* **Exercise description**: Each entry should be repeated exactly. Its pictures should not be.

The records section start

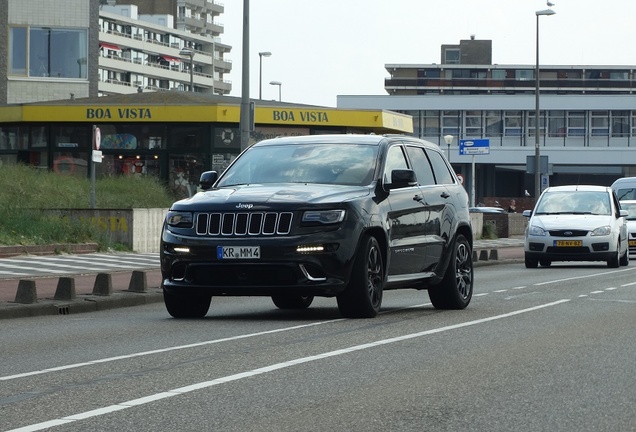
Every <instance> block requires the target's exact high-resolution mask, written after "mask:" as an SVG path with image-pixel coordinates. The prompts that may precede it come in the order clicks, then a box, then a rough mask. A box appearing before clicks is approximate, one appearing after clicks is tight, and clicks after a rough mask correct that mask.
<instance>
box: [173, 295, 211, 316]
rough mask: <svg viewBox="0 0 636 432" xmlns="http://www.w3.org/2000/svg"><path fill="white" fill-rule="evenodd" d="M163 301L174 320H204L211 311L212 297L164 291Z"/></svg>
mask: <svg viewBox="0 0 636 432" xmlns="http://www.w3.org/2000/svg"><path fill="white" fill-rule="evenodd" d="M163 301H164V303H165V304H166V309H167V310H168V313H169V314H170V315H171V316H172V317H173V318H203V317H204V316H205V315H206V314H207V313H208V310H209V309H210V302H211V301H212V296H210V295H201V294H176V293H168V292H167V291H166V290H163Z"/></svg>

The records section end

* **Answer to the exercise**:
Every <instance> block requires the target's exact high-resolution mask, written after "mask:" as an SVG path with image-pixel coordinates. The prompts that may precede it come in the order clicks, then a box, then a rough mask. A box appearing before clicks is approximate, one appearing after clicks is tight, and clicks after a rough mask correct that mask.
<instance>
box: [173, 295, 211, 316]
rough mask: <svg viewBox="0 0 636 432" xmlns="http://www.w3.org/2000/svg"><path fill="white" fill-rule="evenodd" d="M163 301L174 320H204L211 311L212 297L164 291Z"/></svg>
mask: <svg viewBox="0 0 636 432" xmlns="http://www.w3.org/2000/svg"><path fill="white" fill-rule="evenodd" d="M163 301H164V303H165V304H166V309H167V310H168V313H169V314H170V315H171V316H172V317H173V318H203V317H204V316H205V315H206V314H207V313H208V310H209V309H210V302H211V301H212V296H210V295H201V294H176V293H168V292H167V291H166V290H163Z"/></svg>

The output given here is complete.